Repeat exactly, and only, the lines from the one holding "Annotation task: tag one point per instance of the woman's nose" through the last line of the records below.

Begin Material supplied

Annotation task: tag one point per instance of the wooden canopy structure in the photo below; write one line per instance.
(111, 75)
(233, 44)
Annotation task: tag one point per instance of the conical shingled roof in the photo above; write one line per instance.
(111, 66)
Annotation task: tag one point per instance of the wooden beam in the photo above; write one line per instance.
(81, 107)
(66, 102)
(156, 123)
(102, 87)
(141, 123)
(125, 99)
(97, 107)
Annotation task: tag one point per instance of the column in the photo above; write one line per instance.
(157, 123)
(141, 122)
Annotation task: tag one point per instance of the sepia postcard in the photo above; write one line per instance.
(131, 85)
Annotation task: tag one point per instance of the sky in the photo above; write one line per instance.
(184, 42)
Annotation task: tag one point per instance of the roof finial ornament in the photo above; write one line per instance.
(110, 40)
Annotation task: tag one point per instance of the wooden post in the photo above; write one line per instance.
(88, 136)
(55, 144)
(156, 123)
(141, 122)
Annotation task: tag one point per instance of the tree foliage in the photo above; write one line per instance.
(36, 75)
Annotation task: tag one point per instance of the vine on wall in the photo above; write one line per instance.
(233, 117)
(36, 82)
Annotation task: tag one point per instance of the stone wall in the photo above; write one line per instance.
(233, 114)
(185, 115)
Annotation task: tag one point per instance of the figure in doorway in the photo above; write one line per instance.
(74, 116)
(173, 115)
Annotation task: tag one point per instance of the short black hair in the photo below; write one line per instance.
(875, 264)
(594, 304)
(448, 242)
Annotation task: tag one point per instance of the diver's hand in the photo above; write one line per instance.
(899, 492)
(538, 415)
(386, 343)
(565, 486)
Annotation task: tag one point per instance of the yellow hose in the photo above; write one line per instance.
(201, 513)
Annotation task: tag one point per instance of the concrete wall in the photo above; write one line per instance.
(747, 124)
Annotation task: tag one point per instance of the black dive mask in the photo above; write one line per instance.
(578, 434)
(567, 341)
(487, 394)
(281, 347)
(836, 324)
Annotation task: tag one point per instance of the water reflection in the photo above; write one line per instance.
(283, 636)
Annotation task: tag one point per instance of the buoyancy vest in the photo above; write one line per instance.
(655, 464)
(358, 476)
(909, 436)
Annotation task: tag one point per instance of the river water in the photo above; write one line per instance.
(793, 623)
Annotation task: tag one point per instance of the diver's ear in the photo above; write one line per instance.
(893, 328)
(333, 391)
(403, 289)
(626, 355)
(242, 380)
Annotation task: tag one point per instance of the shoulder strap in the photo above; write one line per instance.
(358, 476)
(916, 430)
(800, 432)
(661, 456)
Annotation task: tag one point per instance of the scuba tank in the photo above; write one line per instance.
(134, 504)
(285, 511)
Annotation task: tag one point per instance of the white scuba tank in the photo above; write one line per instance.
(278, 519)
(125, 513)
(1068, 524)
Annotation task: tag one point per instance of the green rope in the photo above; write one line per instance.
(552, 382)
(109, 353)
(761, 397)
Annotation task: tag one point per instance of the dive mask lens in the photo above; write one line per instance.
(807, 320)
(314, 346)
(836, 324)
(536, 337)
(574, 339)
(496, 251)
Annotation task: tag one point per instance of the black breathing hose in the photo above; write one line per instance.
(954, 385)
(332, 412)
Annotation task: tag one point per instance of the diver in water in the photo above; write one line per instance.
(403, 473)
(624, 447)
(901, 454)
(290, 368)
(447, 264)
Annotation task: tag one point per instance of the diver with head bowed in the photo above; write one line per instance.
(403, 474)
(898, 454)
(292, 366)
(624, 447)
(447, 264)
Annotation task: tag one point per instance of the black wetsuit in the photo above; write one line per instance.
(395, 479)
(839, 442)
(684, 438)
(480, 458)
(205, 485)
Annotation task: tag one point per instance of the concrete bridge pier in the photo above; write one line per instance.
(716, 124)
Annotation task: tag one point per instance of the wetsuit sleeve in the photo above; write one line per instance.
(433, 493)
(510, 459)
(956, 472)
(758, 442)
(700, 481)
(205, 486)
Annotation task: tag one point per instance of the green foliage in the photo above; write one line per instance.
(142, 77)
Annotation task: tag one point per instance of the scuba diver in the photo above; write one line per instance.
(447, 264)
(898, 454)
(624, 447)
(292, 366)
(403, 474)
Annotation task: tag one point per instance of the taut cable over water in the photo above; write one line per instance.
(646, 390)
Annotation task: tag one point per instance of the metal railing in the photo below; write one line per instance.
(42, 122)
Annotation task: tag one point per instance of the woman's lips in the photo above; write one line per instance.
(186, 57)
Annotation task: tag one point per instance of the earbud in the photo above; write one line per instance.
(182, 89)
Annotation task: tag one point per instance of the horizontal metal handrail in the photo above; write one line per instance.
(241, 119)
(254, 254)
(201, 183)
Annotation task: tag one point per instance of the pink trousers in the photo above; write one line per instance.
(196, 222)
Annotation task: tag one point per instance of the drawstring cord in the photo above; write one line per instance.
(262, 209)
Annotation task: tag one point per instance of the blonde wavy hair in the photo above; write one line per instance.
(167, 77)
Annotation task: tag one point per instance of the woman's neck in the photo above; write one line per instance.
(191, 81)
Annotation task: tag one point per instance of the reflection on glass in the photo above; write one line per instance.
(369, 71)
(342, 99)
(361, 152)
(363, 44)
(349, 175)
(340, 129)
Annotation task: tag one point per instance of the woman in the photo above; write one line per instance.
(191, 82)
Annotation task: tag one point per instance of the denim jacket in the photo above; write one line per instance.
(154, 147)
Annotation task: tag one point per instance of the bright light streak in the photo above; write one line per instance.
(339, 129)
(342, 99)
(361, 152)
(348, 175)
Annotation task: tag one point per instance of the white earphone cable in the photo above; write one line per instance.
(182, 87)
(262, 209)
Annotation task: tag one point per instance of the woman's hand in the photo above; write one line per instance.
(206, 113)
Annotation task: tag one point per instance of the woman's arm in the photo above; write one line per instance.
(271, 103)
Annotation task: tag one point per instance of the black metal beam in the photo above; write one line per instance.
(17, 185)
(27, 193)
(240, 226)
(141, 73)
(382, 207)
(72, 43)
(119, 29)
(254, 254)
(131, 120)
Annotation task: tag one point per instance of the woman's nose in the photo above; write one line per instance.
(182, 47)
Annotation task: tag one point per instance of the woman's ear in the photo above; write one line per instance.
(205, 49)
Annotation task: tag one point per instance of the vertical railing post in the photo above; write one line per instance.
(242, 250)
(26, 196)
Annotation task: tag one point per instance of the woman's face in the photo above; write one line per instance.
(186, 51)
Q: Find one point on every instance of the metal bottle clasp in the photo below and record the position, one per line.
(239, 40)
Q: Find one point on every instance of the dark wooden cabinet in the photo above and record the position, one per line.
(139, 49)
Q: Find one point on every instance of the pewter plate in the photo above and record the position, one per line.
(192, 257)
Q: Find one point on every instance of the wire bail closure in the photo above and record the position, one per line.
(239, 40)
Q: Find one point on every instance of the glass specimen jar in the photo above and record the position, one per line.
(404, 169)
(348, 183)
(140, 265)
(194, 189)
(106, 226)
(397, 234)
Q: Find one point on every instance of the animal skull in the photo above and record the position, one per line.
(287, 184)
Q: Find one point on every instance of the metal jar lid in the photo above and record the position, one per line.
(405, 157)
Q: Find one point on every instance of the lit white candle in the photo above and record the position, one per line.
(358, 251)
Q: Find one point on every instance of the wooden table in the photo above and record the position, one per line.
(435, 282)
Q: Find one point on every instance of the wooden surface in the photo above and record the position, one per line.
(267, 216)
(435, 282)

End Material supplied

Result:
Annotation task: tag one point per instance of the woman's nose in the photo above; write one line per instance.
(182, 47)
Annotation task: tag one point per instance of the woman's ear in the photo above; write one line per instance.
(205, 49)
Annotation task: tag one point per instance of the vertical railing post in the photo above; write one line per instance.
(242, 250)
(26, 196)
Annotation task: tag one point per instance of the woman's face in the photo above; write one line per instance.
(186, 51)
Q: Find one point on every instance of the metal bottle clasp in the photo below and record the position, one per line.
(239, 40)
Q: Find one point on every instance of the dark wooden cabinet in the photo above and record the position, one per line.
(139, 49)
Q: Find one point on every instance of the pewter plate in the photo above and record the position, one per line.
(192, 257)
Q: Find one point on every instance of the wire bail closure in the photo above and record the position, one per line.
(239, 40)
Q: Find one point on every instance of the glass specimen jar in the photo above and record the position, one per line.
(404, 169)
(348, 183)
(140, 265)
(194, 189)
(106, 226)
(397, 234)
Q: Find one point on every instance of the animal skull in the photo above and record the position, one per line.
(287, 184)
Q: Find one point on every instance of the metal jar lid in the photo above and record the position, one per line.
(405, 157)
Q: Find one point on every instance of the lit white candle in the photo above and record the position, one per line.
(358, 251)
Q: Find one point on every instance of the wooden table in the photo above and record the position, one per line.
(435, 282)
Q: Find one point on every instance of the wooden surface in the photo above and record the position, one per line.
(267, 216)
(435, 282)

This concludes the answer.